Saved data entries:
::::::

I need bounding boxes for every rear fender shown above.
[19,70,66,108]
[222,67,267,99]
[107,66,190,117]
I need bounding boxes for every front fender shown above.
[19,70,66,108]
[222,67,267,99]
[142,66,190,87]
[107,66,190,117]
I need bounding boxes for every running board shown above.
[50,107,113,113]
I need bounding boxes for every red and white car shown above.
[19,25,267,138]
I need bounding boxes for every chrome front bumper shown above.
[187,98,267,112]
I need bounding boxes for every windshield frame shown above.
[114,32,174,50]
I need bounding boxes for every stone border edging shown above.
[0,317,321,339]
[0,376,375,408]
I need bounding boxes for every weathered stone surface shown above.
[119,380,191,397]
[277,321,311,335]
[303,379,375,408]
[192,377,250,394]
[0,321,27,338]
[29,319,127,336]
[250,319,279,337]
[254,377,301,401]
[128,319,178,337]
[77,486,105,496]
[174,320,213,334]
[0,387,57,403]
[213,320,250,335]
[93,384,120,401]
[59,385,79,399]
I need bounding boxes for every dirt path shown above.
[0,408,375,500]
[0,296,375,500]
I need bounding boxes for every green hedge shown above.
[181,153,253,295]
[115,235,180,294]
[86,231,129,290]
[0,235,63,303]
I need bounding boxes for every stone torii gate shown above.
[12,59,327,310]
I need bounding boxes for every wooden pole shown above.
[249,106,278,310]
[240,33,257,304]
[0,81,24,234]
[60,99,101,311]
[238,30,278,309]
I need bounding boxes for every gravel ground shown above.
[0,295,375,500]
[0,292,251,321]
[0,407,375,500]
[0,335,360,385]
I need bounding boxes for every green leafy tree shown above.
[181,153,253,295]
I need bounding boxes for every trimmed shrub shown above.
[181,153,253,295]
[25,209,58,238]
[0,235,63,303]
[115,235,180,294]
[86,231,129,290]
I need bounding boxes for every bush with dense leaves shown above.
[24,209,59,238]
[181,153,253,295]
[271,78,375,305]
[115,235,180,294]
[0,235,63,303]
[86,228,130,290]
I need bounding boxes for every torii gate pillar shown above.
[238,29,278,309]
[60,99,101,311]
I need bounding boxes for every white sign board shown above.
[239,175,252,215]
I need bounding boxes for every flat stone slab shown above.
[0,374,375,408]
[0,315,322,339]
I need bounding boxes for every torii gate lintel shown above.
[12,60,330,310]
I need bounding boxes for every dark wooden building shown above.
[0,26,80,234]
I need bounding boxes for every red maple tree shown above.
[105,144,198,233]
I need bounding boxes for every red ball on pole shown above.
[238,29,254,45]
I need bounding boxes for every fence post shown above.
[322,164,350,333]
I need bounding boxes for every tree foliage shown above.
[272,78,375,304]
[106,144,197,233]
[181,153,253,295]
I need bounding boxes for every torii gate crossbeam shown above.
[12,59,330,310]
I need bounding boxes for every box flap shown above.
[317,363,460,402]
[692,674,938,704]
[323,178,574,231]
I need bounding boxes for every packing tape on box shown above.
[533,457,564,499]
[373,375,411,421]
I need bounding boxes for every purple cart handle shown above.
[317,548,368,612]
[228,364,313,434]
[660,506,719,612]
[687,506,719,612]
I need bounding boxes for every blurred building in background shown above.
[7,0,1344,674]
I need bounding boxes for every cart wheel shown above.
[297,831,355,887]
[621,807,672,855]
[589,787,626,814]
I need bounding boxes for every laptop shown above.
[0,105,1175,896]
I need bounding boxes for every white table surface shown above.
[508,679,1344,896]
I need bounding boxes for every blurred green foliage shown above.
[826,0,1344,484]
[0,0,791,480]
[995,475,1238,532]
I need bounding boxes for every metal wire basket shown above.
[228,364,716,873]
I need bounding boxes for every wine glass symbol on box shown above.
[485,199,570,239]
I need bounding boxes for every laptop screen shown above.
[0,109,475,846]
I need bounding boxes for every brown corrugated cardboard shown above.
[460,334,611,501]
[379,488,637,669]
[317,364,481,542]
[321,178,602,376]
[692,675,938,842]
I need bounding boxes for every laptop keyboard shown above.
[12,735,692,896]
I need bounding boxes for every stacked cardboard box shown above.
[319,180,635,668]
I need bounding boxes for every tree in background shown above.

::::::

What this task involves:
Rewrite the material from the line with "I need bounding boxes for every green hedge" through the line with "[12,60,330,310]", keeping each request line unchanged and multiplying every bounding-box coordinate by 1.8, rounded to a whole number with halves rounded up.

Result below:
I need bounding boxes for every green hedge shown above.
[326,275,455,531]
[207,423,324,529]
[155,416,232,522]
[0,423,113,545]
I need bounding boxes for every stone torii gate shown above.
[22,106,589,558]
I need bounding boxes for every wooden pole shown above.
[448,191,500,558]
[432,59,463,547]
[0,146,43,421]
[108,178,182,560]
[428,54,500,556]
I need bounding boxes for every gravel ground shown above.
[0,531,675,900]
[0,526,452,578]
[0,733,675,900]
[0,603,648,693]
I need bounding boxes for every green leafy tree shown above.
[326,275,455,531]
I need bounding boxes for every trimmed shrub shown above.
[326,275,455,531]
[45,376,104,428]
[0,423,113,545]
[207,423,324,529]
[155,416,232,522]
I need bounding boxes for every bush with dense leaves shown above.
[43,376,106,428]
[326,275,455,531]
[488,140,675,549]
[207,423,324,529]
[0,423,113,545]
[155,410,234,522]
I need bounding boxes for every torii gate pillar shown above.
[428,52,500,556]
[108,178,182,560]
I need bounding boxes for every white sign board shown above.
[430,315,454,387]
I need bounding boxes for every flat stone slab shown above.
[0,673,675,734]
[0,567,580,610]
I need bounding boxes for every torii gate lintel shown above.
[22,108,594,558]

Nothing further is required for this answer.